### READING TEXT
It’s been nearly four years since IO unveiled its Bond game. How long until we get a solid look? When Hitman 3 launched in 2021, I — like Agent 47 donning a clown costume — temporarily became a different person.
As a lifelong single-player enthusiast who rarely gets into live-service games for more than a few sessions, Hitman 3 surprised me by fully capturing my attention for the entire year. IO Interactive’s Unique Approach To Live-Service
It got me to take my live-service medicine by hiding it in the single-player peanut butter, combining the focused craft of a game like Dishonored with the long-term incentives of a game like Fortnite. But Hitman isn’t about just beating the missions once.
It’s about replaying them over and over again in an attempt to discover everything they have to offer. It was a game that fundamentally altered the way I played for a while, and I even ended up spending a few dozen hours with Halo Infinite’s multiplayer because Hitman had sold me on the joys of replayability. Since Hitman 3, nothing has captured my attention in the same way for the same duration, and I don’t expect anything else will.
That is, until IO Interactive launches its next game: Project 007. Since 2020, we’ve heard basically nothing about the forthcoming James Bond game. IO announced the 007 game with a barebones teaser that showed a bullet being loaded into a gun, then firing.
On its website, it also revealed that the game is a “wholly original Bond story” and will show us the famed agent’s origins, as he earns his 00 status. In the three years since, IO has remained tight-lipped, pushing out updates for Hitman 3 (which has since become Hitman: World of Assassination) including a roguelike mode and a new level. But it has kept quiet about other projects in the pipeline.

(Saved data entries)
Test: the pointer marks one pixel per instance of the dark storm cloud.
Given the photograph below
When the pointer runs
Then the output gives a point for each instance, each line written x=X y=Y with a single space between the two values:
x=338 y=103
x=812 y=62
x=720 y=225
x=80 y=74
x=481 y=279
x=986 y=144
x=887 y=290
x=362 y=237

### PROBLEM 1
Summarize the article about Hitman 3 and Project 007 in two sentences.
### PROBLEM 2
List every game not made by IO Interactive that the article about Hitman 3 and Project 007 names.
### PROBLEM 3
Please write what comes next in the article about Hitman 3 and Project 007, after its last sentence.

### REPLY 1
Hitman 3 held the writer's attention for a whole year by combining a focused single-player design with long-term live-service incentives and missions meant to be replayed. Since announcing its James Bond game, Project 007, in 2020 with a brief teaser and a promise of an original origin story, IO Interactive has said almost nothing more about it.

### REPLY 2
- Dishonored
- Fortnite
- Halo Infinite

### REPLY 3
The result is that we’re in the midst of an unusually long gap for the Copenhagen-based developer. Hitman (2016) was released episodically, and Hitman 2 launched about two years after the final episode. Hitman 3 similarly launched two years (and a few months) after Hitman 2.
Before the World of Assassination trilogy, IO was on a similar schedule, with one or two years between most of its releases. The one exception, which can help us understand what the studio may be going through now, is the four year gap that separated the release of Hitman: Absolution and Hitman (2016). With 2016, IO was going back to the drawing board, reconceiving what Hitman levels could be and how they could be released.
Following in the footsteps of Telltale’s The Walking Dead and Dontnod’s Life is Strange, Hitman moved to an episodic release model. Its six levels launched from March 11 through October 31, 2016. That was markedly different from Absolution’s traditional release, and the levels themselves were different, too.
To encourage replayability in the period between releases, each map had tons of different objectives to discover, entrances and exits to unlock, and kill opportunities to MacGruber your way into. It was a thorough enough reboot that it effectively carried the games forward through 3’s release in 2021 without many big changes. With Project 007, IO is likely at the drawing board yet again.
Hitman made IO a good fit for Bond, but that doesn’t mean it could just give Agent 47 a British accent and a full head of hair and call it a day. But, after three years of silence, I’m ready to see the ways its shaking, not stirring, its identity yet again.